[Opening Records section]

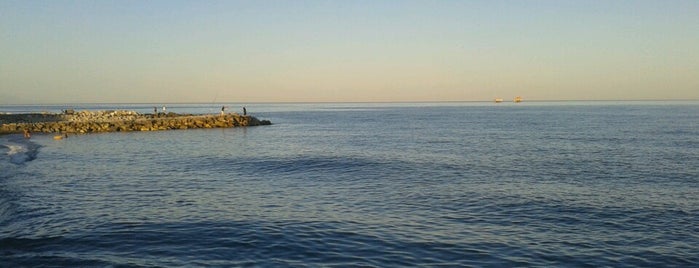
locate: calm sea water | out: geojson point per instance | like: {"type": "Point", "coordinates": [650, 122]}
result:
{"type": "Point", "coordinates": [447, 184]}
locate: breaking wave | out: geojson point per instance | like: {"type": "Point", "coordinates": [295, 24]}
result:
{"type": "Point", "coordinates": [18, 150]}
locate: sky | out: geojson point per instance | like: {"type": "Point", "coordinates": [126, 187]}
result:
{"type": "Point", "coordinates": [124, 51]}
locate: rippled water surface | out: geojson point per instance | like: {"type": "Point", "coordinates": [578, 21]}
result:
{"type": "Point", "coordinates": [449, 184]}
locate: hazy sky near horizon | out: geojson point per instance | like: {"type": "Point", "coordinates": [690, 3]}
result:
{"type": "Point", "coordinates": [308, 51]}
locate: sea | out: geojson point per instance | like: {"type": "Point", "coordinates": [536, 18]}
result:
{"type": "Point", "coordinates": [452, 184]}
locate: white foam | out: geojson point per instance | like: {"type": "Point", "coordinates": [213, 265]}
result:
{"type": "Point", "coordinates": [19, 151]}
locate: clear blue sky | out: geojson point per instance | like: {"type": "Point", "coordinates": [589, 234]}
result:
{"type": "Point", "coordinates": [305, 51]}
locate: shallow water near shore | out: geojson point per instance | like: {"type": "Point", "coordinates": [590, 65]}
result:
{"type": "Point", "coordinates": [408, 184]}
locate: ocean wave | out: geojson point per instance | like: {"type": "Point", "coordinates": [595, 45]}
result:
{"type": "Point", "coordinates": [18, 149]}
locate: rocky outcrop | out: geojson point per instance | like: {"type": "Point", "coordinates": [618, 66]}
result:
{"type": "Point", "coordinates": [115, 121]}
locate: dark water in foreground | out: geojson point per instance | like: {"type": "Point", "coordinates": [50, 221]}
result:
{"type": "Point", "coordinates": [534, 184]}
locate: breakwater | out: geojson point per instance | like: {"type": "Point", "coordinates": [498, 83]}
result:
{"type": "Point", "coordinates": [116, 121]}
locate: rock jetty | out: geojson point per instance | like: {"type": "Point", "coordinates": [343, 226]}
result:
{"type": "Point", "coordinates": [116, 121]}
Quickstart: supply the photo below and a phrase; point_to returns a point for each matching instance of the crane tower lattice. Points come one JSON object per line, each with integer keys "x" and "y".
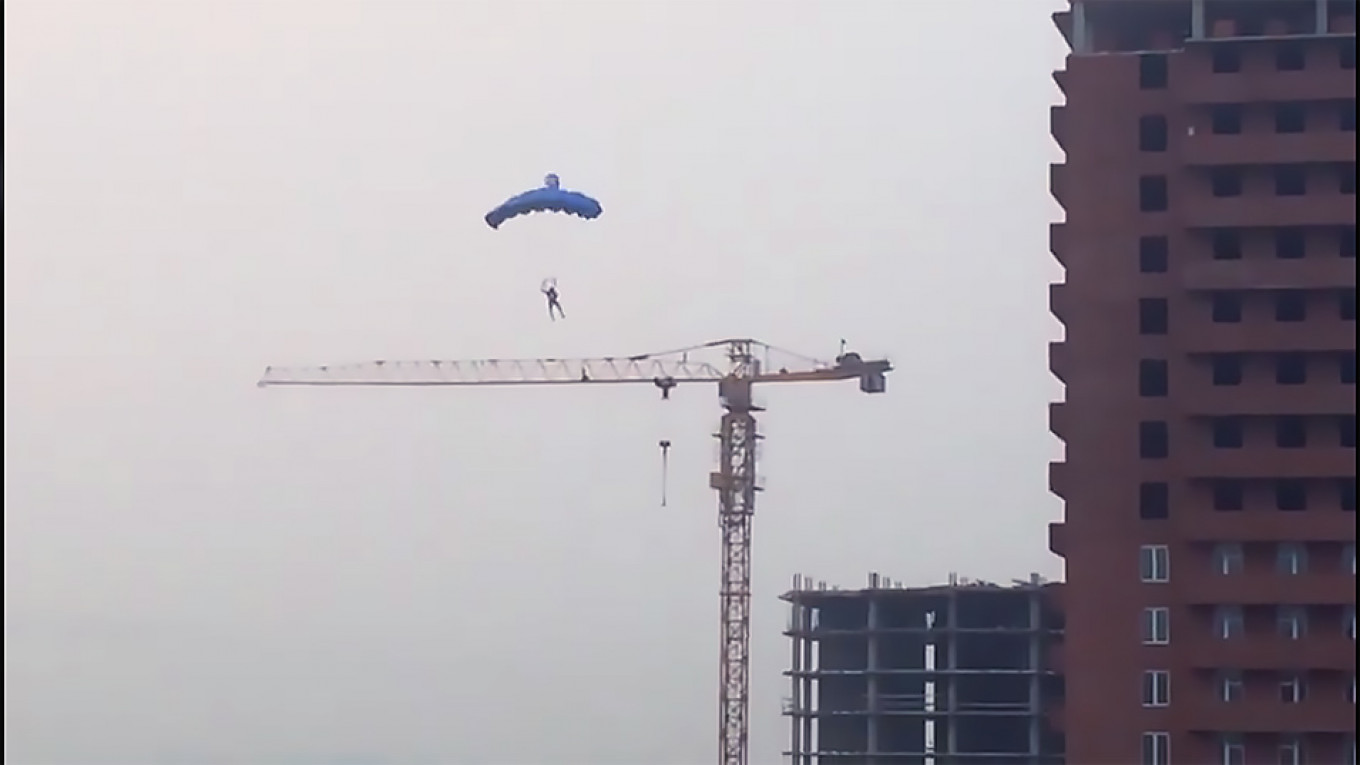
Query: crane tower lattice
{"x": 735, "y": 366}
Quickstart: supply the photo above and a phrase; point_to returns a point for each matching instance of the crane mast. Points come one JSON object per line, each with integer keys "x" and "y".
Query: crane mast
{"x": 745, "y": 364}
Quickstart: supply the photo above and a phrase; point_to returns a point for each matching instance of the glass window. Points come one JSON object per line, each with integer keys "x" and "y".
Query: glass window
{"x": 1156, "y": 688}
{"x": 1156, "y": 625}
{"x": 1155, "y": 562}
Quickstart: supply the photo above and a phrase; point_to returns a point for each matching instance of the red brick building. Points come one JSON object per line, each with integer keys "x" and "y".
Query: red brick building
{"x": 1209, "y": 361}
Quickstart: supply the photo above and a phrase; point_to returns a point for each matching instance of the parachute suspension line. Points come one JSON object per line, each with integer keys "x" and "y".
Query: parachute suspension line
{"x": 665, "y": 460}
{"x": 664, "y": 384}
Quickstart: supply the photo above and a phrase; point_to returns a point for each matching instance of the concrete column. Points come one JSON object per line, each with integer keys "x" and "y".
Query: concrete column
{"x": 872, "y": 669}
{"x": 1035, "y": 660}
{"x": 1080, "y": 27}
{"x": 1197, "y": 19}
{"x": 951, "y": 664}
{"x": 796, "y": 625}
{"x": 808, "y": 694}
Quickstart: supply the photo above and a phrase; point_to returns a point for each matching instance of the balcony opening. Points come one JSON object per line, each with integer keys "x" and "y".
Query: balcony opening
{"x": 1292, "y": 690}
{"x": 1153, "y": 379}
{"x": 1226, "y": 369}
{"x": 1291, "y": 558}
{"x": 1228, "y": 496}
{"x": 1153, "y": 440}
{"x": 1291, "y": 369}
{"x": 1228, "y": 622}
{"x": 1153, "y": 316}
{"x": 1226, "y": 308}
{"x": 1291, "y": 57}
{"x": 1291, "y": 305}
{"x": 1226, "y": 183}
{"x": 1348, "y": 178}
{"x": 1152, "y": 193}
{"x": 1152, "y": 134}
{"x": 1347, "y": 430}
{"x": 1227, "y": 60}
{"x": 1153, "y": 71}
{"x": 1291, "y": 180}
{"x": 1291, "y": 117}
{"x": 1291, "y": 244}
{"x": 1292, "y": 621}
{"x": 1228, "y": 558}
{"x": 1153, "y": 255}
{"x": 1291, "y": 496}
{"x": 1227, "y": 244}
{"x": 1153, "y": 501}
{"x": 1226, "y": 119}
{"x": 1291, "y": 432}
{"x": 1227, "y": 432}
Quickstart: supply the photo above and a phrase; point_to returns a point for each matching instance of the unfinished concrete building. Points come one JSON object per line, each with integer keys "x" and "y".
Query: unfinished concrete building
{"x": 956, "y": 674}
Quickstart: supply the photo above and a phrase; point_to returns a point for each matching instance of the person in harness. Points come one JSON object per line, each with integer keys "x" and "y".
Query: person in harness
{"x": 550, "y": 290}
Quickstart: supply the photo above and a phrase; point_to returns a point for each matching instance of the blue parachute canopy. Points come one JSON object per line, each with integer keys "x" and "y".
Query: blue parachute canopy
{"x": 550, "y": 198}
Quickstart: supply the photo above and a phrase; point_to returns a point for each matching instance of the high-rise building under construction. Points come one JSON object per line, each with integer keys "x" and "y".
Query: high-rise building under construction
{"x": 1209, "y": 361}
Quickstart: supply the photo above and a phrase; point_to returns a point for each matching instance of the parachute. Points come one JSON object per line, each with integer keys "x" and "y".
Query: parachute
{"x": 548, "y": 198}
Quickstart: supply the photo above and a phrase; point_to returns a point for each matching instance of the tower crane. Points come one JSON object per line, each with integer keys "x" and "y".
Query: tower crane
{"x": 735, "y": 366}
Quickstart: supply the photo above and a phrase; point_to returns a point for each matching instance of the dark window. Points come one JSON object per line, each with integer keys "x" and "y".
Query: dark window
{"x": 1227, "y": 244}
{"x": 1153, "y": 440}
{"x": 1153, "y": 377}
{"x": 1289, "y": 57}
{"x": 1227, "y": 496}
{"x": 1291, "y": 369}
{"x": 1153, "y": 316}
{"x": 1153, "y": 255}
{"x": 1227, "y": 60}
{"x": 1291, "y": 432}
{"x": 1347, "y": 428}
{"x": 1291, "y": 496}
{"x": 1152, "y": 132}
{"x": 1153, "y": 501}
{"x": 1227, "y": 308}
{"x": 1152, "y": 193}
{"x": 1152, "y": 71}
{"x": 1227, "y": 433}
{"x": 1291, "y": 244}
{"x": 1291, "y": 180}
{"x": 1226, "y": 181}
{"x": 1226, "y": 119}
{"x": 1227, "y": 369}
{"x": 1291, "y": 305}
{"x": 1291, "y": 117}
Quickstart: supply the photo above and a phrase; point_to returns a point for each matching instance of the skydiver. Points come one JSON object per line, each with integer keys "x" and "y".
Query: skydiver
{"x": 550, "y": 290}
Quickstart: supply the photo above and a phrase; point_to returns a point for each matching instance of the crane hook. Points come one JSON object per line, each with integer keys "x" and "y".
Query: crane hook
{"x": 665, "y": 384}
{"x": 665, "y": 460}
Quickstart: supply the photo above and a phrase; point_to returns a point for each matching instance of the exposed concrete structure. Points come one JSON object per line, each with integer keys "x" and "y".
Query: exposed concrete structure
{"x": 1209, "y": 365}
{"x": 956, "y": 674}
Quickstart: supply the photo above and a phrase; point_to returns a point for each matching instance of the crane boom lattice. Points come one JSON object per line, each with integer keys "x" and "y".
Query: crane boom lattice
{"x": 735, "y": 366}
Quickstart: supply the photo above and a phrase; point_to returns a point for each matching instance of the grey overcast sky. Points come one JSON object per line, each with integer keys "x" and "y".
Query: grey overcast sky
{"x": 201, "y": 572}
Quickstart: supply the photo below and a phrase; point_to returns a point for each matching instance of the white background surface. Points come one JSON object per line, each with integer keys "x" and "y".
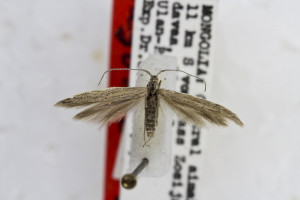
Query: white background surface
{"x": 50, "y": 50}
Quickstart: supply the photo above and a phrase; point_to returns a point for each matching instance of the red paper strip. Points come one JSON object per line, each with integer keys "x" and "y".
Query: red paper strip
{"x": 119, "y": 58}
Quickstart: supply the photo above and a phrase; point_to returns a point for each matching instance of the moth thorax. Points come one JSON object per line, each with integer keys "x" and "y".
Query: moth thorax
{"x": 150, "y": 134}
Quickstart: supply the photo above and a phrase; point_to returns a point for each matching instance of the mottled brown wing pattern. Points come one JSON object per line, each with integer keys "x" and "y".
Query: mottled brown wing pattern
{"x": 105, "y": 106}
{"x": 197, "y": 110}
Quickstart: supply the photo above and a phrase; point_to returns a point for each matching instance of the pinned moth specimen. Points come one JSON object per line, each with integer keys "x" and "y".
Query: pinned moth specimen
{"x": 111, "y": 104}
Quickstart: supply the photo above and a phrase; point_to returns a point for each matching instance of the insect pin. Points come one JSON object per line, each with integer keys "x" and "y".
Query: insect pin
{"x": 111, "y": 105}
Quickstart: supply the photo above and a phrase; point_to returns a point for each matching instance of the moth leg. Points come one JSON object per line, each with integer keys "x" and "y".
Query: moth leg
{"x": 145, "y": 121}
{"x": 159, "y": 84}
{"x": 147, "y": 141}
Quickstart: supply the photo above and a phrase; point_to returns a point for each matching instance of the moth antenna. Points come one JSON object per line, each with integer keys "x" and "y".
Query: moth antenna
{"x": 178, "y": 70}
{"x": 123, "y": 69}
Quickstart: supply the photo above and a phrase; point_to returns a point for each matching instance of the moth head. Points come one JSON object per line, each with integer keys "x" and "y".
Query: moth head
{"x": 153, "y": 84}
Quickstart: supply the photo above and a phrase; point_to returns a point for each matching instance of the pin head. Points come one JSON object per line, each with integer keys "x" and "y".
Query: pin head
{"x": 128, "y": 181}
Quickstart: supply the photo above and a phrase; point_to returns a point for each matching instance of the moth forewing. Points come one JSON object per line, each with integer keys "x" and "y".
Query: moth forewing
{"x": 197, "y": 110}
{"x": 105, "y": 106}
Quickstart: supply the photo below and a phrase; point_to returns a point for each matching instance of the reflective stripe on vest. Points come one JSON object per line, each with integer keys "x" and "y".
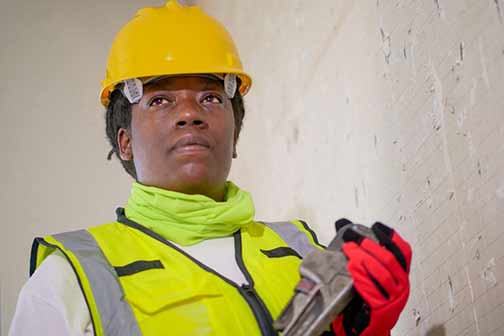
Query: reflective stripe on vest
{"x": 116, "y": 315}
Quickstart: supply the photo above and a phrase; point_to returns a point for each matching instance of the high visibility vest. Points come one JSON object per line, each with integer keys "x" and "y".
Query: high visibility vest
{"x": 135, "y": 282}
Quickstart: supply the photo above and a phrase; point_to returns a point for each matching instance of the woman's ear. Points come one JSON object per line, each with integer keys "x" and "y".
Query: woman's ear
{"x": 124, "y": 143}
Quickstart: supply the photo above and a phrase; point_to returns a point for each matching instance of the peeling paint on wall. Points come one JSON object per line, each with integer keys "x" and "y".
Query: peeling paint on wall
{"x": 499, "y": 10}
{"x": 488, "y": 274}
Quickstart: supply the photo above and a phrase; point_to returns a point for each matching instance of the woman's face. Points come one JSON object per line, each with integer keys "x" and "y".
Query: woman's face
{"x": 182, "y": 136}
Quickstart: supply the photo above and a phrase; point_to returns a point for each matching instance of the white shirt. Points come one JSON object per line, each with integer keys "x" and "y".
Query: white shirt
{"x": 51, "y": 302}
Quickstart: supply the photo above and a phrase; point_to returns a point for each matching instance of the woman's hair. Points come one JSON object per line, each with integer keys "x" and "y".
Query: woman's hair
{"x": 118, "y": 115}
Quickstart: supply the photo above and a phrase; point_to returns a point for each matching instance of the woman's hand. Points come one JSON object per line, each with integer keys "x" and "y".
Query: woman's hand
{"x": 380, "y": 273}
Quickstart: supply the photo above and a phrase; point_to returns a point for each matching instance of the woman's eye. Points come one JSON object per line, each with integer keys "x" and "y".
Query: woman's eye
{"x": 213, "y": 99}
{"x": 158, "y": 101}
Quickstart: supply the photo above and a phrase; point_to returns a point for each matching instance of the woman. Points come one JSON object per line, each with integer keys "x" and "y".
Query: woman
{"x": 185, "y": 256}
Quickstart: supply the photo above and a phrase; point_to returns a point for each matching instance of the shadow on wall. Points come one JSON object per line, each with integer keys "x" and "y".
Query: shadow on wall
{"x": 437, "y": 330}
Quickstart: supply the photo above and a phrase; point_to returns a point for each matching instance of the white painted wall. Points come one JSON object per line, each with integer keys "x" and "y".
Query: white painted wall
{"x": 364, "y": 109}
{"x": 385, "y": 110}
{"x": 54, "y": 171}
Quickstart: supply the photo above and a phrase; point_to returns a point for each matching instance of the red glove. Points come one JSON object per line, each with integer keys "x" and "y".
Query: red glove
{"x": 380, "y": 278}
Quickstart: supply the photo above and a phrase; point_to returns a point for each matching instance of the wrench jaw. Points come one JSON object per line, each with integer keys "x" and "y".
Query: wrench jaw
{"x": 323, "y": 292}
{"x": 311, "y": 309}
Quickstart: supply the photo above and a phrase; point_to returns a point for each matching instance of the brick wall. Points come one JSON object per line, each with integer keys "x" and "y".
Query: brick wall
{"x": 385, "y": 110}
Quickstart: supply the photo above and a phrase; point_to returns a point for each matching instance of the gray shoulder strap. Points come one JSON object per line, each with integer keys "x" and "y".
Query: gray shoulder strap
{"x": 293, "y": 236}
{"x": 115, "y": 313}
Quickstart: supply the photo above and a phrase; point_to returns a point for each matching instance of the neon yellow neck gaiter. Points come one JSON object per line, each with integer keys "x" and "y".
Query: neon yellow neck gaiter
{"x": 188, "y": 219}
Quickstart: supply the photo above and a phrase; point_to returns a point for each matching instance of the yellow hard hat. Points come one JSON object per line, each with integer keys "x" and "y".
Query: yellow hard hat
{"x": 171, "y": 40}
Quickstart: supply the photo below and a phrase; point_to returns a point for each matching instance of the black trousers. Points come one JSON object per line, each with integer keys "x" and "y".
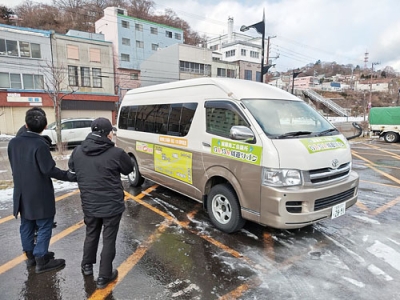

[Closing Records section]

**Action item**
Check each line of the data above for the word "near" and say how many lines have it. Give the number alone.

**Exercise answer**
2